Extend the mailing-list post on open source voting security, picking up right after its final sentence.

● **EXTRACT**:
+--
Limitations of Many Eyes -- in the context of voting systems (fwd)

From: Brian Behlendorf <brian_at_behlendorf_dot_com>
Date: Mon May 19 2008 - 16:55:28 CDT

I'm forwarding the below email with David's permission. The email was
sent to a list of folks interested in the intersection of security and
open source. It's self explanatory, and many of you have probably already
heard about the study. I think it's important, as advocates of open
source voting systems, that we understand this study carefully; David's
message sets it in an appropriate context.

In my own opinion, instead of spending a lot of time and energy refuting
the study (which could still have its flaws, and will be overgeneralized
and spun by foes of open source voting), advocates of the security
advantages of open source voting should instead acknowlege it as a reality
of all software, and argue that open source still gives us the best shot
of detecting exploits, rather than providing any sort of assurance that
exploits could not exist because they would be quickly found. It should
also reinforce the importance of differentiating between "published
source" and true open source, as "published source" is still unlikely to
get anywhere near the amount of scrutiny per line of code. It could also
point out the importance of funding review efforts; open sourcing the tech
doesn't cause code reviewers to appear, it only makes them possible.

Most importantly, it should point out why publishing source code in any
manner does not obviate the need for an auditable (and actually audited)
voting process.


---------- Forwarded message ----------
Date: Sun, 18 May 2008 12:47:57 -0700 (PDT)
From: David Wagner <>
Subject: Re: [ROS] Limitations of Many Eyes -- in the context of voting systems

> The original reason behind the research that led to the static analysis
> tools MALPAS, SPADE and SPARK was to detect trojan code in UK Government
> security software.
+--
Stored data
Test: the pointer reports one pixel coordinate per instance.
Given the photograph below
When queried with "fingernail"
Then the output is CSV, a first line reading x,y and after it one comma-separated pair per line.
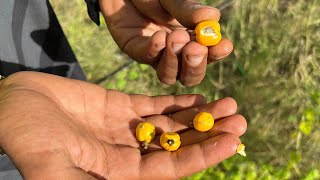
x,y
199,6
195,60
159,47
177,48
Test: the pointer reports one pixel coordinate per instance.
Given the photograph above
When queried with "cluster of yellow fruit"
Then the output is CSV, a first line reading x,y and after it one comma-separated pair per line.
x,y
170,141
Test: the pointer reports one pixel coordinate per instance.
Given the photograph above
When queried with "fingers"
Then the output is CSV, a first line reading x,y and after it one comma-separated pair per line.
x,y
168,66
219,109
180,121
235,124
190,12
146,106
190,159
220,51
194,63
146,49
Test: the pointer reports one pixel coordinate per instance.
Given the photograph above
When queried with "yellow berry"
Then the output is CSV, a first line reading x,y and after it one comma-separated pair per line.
x,y
240,150
208,33
170,141
145,132
203,121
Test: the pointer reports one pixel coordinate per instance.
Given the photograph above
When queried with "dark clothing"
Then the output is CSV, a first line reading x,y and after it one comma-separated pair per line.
x,y
31,39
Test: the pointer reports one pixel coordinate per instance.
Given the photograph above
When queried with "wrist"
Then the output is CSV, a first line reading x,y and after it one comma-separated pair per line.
x,y
1,81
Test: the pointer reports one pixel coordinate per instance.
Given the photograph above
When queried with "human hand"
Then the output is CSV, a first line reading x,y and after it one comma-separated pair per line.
x,y
57,128
154,32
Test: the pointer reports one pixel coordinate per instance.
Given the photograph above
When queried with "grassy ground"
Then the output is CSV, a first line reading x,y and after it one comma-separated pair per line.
x,y
274,74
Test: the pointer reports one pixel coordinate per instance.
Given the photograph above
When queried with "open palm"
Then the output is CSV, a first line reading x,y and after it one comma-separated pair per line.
x,y
155,32
58,128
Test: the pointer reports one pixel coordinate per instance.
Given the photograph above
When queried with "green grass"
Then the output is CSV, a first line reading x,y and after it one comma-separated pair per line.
x,y
274,74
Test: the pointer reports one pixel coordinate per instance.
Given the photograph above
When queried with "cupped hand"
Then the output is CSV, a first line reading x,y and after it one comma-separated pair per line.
x,y
57,128
155,32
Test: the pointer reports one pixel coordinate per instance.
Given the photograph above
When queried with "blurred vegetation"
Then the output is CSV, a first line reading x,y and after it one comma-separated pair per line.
x,y
274,74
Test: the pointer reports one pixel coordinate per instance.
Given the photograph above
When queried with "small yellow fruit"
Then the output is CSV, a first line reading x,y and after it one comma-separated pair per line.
x,y
208,33
203,121
170,141
145,132
240,150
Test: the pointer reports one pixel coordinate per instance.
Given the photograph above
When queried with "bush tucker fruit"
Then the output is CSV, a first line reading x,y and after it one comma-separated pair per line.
x,y
240,150
170,141
203,122
145,133
208,33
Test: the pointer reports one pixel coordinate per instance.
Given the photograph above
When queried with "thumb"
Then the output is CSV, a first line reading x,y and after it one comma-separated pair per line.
x,y
190,12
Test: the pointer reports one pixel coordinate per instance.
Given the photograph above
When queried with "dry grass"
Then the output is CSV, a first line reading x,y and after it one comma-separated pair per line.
x,y
274,74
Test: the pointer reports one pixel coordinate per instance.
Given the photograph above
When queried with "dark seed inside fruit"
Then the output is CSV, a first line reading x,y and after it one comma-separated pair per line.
x,y
170,142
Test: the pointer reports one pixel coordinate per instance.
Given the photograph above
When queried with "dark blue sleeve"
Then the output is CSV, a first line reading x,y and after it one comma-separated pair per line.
x,y
93,10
+--
● **TASK RESPONSE**:
> If we could implement open source software using programming languages
> that support sound static analysis of data flow and path expressions, it
> would be far easier to check for trojans.

I used to think so, too. But Ping Yee and I recently did an
experiment whose results have raised serious doubt about this in
my mind.

In Ping's PhD dissertation, Ping came up with an alternative architecture
for a voting machine that vastly reduces its trusted computing base (down
to < 500 lines of simple Python code). We hypothesized that this would
make it much easier for reviewers to find unintentional and intentional
flaws in the software. We decided to test this hypothesis by inviting
several security experts to review our code.

As part of the experiment, we injected three artificial bugs into our
code, to see if the reviewers would find them. These bugs were an
attempt to simulate a malicious backdoor that could influence election
results. We chose these bugs so they would be unlikely to be detected
by ordinary pre-election testing. We crafted the bugs to offer a range
of difficulty in finding them: one that we expected to be easy to find,
one that we expected to be of medium difficulty to spot, and one that
we expected to be difficult for a code reviewer to notice.

We then ran a code review, with a total of 4 expert reviewers. They were
broken down into 3 teams of 1-2 reviewers, each team working separately
for one day to review the buggy code. At the start of the day we
told them "there exists at least one bug in this code!" and told them
that we had inserted an artificial bug (we didn't tell them that we
had inserted more than one until they found their first bug). We even
revealed that the bug was in a narrow subrange of 100 lines of code, to
give them an advantage and narrow the focus of their review. In fact,
all 3 articially inserted bugs were in that range. We then sat back to
see whether they found the bugs.

One team found both the "easy" bug and the "medium" bug, without much
difficulty, but never found the "difficult" bug. Another team found
the "easy" bug after about four hours, but never found the "medium" or
"difficult" bugs. A third team found the "easy" bug after about two
hours but never found the "medium" or "difficult" bugs. After a total
of about 33 reviewer-hours, no one ever found the "difficult" bug.

Of course, had we actually been malicious, we would have inserted just
the "difficult-to-find" bug, and we would have gotten away with it.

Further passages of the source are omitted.